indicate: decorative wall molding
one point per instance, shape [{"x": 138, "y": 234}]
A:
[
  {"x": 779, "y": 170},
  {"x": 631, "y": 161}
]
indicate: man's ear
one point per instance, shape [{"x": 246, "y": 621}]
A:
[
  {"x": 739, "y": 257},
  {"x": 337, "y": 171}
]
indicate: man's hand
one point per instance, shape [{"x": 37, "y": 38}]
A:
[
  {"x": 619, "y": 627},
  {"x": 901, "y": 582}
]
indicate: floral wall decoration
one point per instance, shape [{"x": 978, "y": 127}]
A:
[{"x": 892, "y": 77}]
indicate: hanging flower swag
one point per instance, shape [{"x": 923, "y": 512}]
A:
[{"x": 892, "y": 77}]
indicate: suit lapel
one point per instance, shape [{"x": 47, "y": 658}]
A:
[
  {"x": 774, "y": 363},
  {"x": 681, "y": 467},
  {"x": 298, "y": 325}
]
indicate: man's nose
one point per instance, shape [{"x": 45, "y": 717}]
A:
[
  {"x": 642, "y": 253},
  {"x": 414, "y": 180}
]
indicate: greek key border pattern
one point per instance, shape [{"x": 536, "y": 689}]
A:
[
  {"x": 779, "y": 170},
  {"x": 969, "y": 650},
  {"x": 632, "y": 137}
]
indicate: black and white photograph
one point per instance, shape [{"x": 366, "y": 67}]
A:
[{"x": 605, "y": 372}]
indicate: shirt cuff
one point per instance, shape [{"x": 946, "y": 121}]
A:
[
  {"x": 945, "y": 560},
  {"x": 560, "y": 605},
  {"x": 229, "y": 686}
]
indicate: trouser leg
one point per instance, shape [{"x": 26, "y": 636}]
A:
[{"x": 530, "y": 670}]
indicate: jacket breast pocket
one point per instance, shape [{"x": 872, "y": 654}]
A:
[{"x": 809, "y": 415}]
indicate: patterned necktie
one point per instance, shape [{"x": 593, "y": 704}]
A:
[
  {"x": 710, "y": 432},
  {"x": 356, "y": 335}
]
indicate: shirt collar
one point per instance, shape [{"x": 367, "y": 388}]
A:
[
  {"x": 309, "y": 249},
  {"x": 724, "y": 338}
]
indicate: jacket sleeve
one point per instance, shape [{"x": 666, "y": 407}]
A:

# # # # # # #

> [To do] Each line of the data must be retyped exactly.

> [Task output]
indicate: decorative wall molding
one point per instance, shape [{"x": 138, "y": 234}]
A:
[
  {"x": 779, "y": 170},
  {"x": 631, "y": 161}
]
indicate: man's ear
one point per instance, shape [{"x": 246, "y": 621}]
A:
[
  {"x": 739, "y": 257},
  {"x": 337, "y": 171}
]
indicate: man's hand
one point per instance, shape [{"x": 37, "y": 38}]
A:
[
  {"x": 619, "y": 627},
  {"x": 901, "y": 582}
]
indicate: floral wall decoration
one point per instance, shape [{"x": 978, "y": 127}]
A:
[{"x": 892, "y": 77}]
indicate: hanging flower swag
one point per instance, shape [{"x": 923, "y": 512}]
A:
[{"x": 892, "y": 77}]
indicate: suit lapel
one point per instance, shape [{"x": 47, "y": 658}]
A:
[
  {"x": 774, "y": 363},
  {"x": 681, "y": 467},
  {"x": 298, "y": 325}
]
indicate: man's nose
one point per instance, shape [{"x": 45, "y": 717}]
A:
[
  {"x": 642, "y": 253},
  {"x": 414, "y": 180}
]
indicate: greek key border pattern
one point per instance, shape [{"x": 536, "y": 689}]
A:
[
  {"x": 779, "y": 170},
  {"x": 969, "y": 650},
  {"x": 632, "y": 137}
]
indicate: black and white photograph
one point per instance, shape [{"x": 366, "y": 67}]
A:
[{"x": 605, "y": 372}]
indicate: shirt cuff
one point per instance, shape [{"x": 946, "y": 121}]
A:
[
  {"x": 945, "y": 560},
  {"x": 560, "y": 605},
  {"x": 229, "y": 686}
]
indicate: trouser leg
one point per instance, shape [{"x": 26, "y": 636}]
A:
[{"x": 530, "y": 670}]
indicate: jacket breast pocket
one point per instance, shape [{"x": 872, "y": 654}]
A:
[{"x": 809, "y": 415}]
indicate: patterned necktie
one point per instance, shape [{"x": 593, "y": 704}]
A:
[
  {"x": 710, "y": 432},
  {"x": 356, "y": 335}
]
indicate: shirt collar
one point per instance, shape [{"x": 367, "y": 388}]
A:
[
  {"x": 309, "y": 249},
  {"x": 724, "y": 338}
]
indicate: jacket sleeve
one point per instance, shape [{"x": 666, "y": 407}]
A:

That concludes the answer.